此示例介绍将 emc0_2273 磁盘更换为 emc0_2305 磁盘的过程。已排除 emc0_2263 磁盘,以后将添加该磁盘以模拟磁盘添加操作。

从下级节点更换磁盘

  1. 运行 vxdmpadm exclude 命令,以删除 emc0_2273 磁盘。
    # vxdmpadm exclude dmpnodename=emc0_2273
  2. 运行 vxdmpadm include 命令,以包括 emc0_2305 磁盘。
    # vxdmpadm include dmpnodename=emc0_2305

    注意:

    您可以运行 vxdisk scandisks 命令以扫描磁盘。

  3. 从群集中的其余节点运行 vxdisk rm 命令:
    [root@fss7310_02 ~]# vxdisk rm emc0_2273
    [root@fss7310_01 ~]# vxdisk rm emc0_2273
  4. 运行 settag 命令,以将标记应用于基础磁盘:
    # vxdisk settag emc0_2305 tag=pool1
  5. 运行 vxdiskadm 命令并选择 option #5,以更换发生故障的磁盘。
    [root@fss7310_01 ~]# vxdiskadm
    
    Volume Manager Support Operations
    Menu:: VolumeManager/Disk
    
    1 Add or initialize one or more disks
    2 Encapsulate one or more disks
    3 Remove a disk
    4 Remove a disk for replacement 5 Replace a failed or removed disk
    6 Mirror volumes on a disk
    7 Move volumes from a disk
    8 Enable access to (import) a disk group
    9 Remove access to (deport) a disk group
    10 Enable (online) a disk device
    11 Disable (offline) a disk device
    12 Mark a disk as a spare for a disk group
    13 Turn off the spare flag on a disk
    14 Unrelocate subdisks back to a disk
    15 Exclude a disk from hot-relocation use
    16 Make a disk available for hot-relocation use
    17 Prevent multipathing/Suppress devices from VxVM's view
    18 Allow multipathing/Unsuppress devices from VxVM's view
    19 List currently suppressed/non-multipathed devices
    20 Change the disk naming scheme
    21 Change/Display the default disk layouts
    22 Dynamic Reconfiguration Operations
    list List disk information
    
    ? Display help about menu
    ?? Display help about the menuing system
    q Exit from menus
    
    Select an operation to perform: 5
    Replace a failed or removed disk
    
    Menu:: VolumeManager/Disk/ReplaceDisk
    Use this menu operation to specify a replacement disk for a disk
    that you removed with the "Remove a disk for replacement" menu
    operation, or that failed during use. You will be prompted for
    a disk name to replace and a disk device to use as a replacement.

## 条目:
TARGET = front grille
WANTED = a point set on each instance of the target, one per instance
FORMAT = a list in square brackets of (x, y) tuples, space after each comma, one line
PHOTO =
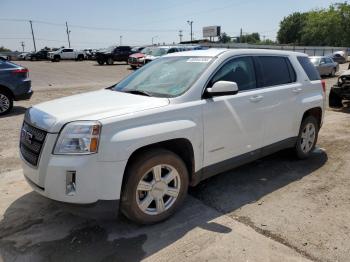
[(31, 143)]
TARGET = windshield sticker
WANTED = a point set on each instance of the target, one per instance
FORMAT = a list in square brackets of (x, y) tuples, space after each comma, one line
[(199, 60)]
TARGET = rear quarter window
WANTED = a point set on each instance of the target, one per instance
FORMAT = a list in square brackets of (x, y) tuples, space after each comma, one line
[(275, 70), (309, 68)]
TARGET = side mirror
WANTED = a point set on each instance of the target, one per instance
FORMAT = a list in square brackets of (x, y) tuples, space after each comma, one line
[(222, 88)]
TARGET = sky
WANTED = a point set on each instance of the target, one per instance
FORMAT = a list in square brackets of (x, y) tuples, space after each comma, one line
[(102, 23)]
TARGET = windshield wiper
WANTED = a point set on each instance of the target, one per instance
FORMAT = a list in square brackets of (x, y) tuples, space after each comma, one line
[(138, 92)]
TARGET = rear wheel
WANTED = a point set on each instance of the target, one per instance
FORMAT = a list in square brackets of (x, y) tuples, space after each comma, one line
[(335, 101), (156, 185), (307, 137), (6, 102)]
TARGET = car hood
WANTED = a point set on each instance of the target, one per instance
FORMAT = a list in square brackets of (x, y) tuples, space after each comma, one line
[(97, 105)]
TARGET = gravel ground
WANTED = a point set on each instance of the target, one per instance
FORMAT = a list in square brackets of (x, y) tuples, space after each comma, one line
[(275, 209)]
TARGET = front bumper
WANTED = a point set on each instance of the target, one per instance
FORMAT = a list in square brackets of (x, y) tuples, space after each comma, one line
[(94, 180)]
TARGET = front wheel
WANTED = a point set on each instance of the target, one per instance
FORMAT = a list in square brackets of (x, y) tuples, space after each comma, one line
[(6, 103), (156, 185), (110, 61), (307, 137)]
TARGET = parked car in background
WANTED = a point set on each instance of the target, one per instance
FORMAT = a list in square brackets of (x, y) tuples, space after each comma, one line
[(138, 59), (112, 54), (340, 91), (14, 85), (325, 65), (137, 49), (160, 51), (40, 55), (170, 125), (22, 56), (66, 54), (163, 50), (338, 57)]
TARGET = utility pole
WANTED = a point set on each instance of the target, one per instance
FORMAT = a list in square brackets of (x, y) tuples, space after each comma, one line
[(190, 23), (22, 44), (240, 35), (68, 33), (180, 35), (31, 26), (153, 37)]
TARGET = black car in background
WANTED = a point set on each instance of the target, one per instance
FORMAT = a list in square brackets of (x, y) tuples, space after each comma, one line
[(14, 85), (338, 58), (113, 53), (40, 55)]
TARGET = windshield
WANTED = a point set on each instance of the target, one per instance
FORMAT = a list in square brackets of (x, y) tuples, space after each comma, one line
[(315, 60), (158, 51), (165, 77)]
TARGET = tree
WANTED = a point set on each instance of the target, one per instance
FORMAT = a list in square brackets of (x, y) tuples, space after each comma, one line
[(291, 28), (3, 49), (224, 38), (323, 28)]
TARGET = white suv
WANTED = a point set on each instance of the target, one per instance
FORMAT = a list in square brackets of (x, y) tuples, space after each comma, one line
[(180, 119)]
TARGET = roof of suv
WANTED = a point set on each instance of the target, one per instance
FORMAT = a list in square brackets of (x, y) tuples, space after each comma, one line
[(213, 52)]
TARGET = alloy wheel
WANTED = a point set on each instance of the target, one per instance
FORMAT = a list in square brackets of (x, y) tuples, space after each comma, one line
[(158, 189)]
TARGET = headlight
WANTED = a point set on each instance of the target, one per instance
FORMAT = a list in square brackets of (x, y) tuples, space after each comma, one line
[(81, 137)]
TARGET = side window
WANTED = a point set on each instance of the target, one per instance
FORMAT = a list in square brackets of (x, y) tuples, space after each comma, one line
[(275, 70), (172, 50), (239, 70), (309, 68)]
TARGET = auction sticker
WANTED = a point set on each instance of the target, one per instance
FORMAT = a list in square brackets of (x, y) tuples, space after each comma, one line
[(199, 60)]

==

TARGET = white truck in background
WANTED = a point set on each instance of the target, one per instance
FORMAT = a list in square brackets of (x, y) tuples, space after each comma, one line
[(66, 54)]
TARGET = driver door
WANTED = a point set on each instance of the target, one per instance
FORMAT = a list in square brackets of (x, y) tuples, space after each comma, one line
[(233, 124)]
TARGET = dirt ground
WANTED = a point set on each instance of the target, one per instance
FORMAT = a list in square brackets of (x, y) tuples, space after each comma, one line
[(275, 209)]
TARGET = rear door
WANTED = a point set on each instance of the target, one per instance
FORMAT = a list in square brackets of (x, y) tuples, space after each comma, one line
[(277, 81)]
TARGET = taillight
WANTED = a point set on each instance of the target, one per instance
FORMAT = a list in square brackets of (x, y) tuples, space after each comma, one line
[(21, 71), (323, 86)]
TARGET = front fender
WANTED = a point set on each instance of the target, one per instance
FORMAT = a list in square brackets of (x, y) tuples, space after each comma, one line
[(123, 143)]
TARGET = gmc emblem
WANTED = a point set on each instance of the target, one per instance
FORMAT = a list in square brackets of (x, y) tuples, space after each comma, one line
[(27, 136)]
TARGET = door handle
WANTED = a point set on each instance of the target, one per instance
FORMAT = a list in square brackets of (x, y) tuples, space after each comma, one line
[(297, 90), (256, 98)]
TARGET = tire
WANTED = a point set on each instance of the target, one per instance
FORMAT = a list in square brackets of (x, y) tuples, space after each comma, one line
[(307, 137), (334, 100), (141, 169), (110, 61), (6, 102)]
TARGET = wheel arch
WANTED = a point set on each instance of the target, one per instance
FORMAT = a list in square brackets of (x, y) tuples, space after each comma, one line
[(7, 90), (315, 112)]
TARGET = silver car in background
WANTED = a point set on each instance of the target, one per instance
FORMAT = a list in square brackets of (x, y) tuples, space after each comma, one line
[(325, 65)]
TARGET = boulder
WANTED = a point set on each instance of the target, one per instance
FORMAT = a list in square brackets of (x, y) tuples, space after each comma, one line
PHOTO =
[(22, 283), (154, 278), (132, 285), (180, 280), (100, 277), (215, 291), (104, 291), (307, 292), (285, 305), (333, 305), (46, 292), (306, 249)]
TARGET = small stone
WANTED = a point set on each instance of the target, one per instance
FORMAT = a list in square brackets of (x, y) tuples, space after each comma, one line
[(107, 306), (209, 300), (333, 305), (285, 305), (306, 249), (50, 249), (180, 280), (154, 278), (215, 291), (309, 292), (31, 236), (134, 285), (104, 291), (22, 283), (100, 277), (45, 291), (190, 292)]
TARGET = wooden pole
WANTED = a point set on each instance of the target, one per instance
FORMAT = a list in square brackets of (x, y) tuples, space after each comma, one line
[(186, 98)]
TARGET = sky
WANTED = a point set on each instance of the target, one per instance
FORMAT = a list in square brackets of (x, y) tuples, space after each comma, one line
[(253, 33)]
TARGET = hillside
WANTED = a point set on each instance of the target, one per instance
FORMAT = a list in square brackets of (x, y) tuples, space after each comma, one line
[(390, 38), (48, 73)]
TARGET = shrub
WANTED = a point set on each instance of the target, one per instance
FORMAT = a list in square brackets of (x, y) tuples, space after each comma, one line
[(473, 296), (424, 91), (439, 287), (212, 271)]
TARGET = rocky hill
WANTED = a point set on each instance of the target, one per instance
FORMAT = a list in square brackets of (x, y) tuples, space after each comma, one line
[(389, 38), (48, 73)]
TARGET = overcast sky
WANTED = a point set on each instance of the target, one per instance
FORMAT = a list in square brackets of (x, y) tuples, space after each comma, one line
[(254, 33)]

==

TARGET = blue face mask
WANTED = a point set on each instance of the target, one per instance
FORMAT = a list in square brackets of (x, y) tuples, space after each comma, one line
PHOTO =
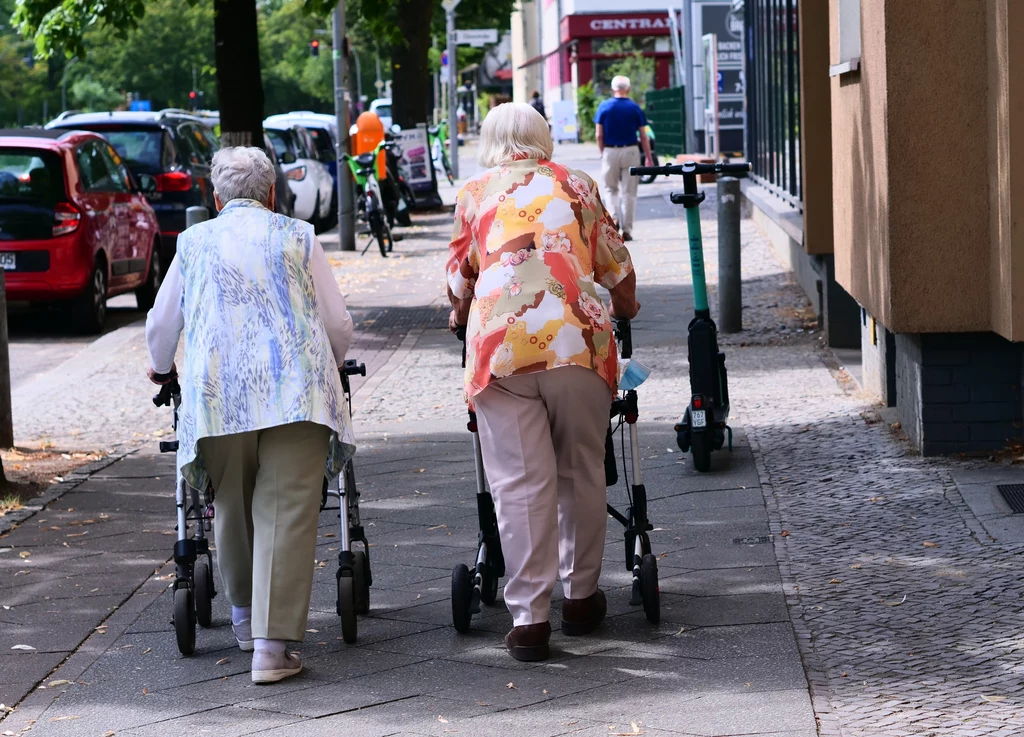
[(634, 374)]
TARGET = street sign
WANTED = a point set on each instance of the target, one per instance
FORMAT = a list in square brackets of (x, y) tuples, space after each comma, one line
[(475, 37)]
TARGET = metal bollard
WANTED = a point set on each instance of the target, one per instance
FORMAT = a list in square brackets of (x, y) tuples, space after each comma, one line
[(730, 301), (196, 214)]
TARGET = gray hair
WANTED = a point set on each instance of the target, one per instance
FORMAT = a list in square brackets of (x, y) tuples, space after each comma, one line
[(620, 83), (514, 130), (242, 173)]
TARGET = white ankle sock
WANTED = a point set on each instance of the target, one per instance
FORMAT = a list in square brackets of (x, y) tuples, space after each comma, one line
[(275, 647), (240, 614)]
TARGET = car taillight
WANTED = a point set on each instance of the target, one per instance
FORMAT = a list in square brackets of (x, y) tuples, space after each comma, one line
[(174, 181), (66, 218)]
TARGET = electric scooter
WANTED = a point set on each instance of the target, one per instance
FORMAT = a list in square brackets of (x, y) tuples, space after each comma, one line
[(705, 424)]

## 任务目标:
**a)** 请逐字重新输入磁盘更换示例中从“# vxdmpadm exclude”起一直到“命令并选择 option #5,以更换发生故障的磁盘。”为止的全部文字。
**b)** 在磁盘更换示例中,运行 settag 命令时给 emc0_2305 磁盘设置的标记值是什么?

## 问题解答:
**a)**
# vxdmpadm exclude dmpnodename=emc0_2273
  2. 运行 vxdmpadm include 命令,以包括 emc0_2305 磁盘。
    # vxdmpadm include dmpnodename=emc0_2305

    注意:

    您可以运行 vxdisk scandisks 命令以扫描磁盘。

  3. 从群集中的其余节点运行 vxdisk rm 命令:
    [root@fss7310_02 ~]# vxdisk rm emc0_2273
    [root@fss7310_01 ~]# vxdisk rm emc0_2273
  4. 运行 settag 命令,以将标记应用于基础磁盘:
    # vxdisk settag emc0_2305 tag=pool1
  5. 运行 vxdiskadm 命令并选择 option #5,以更换发生故障的磁盘。

**b)** pool1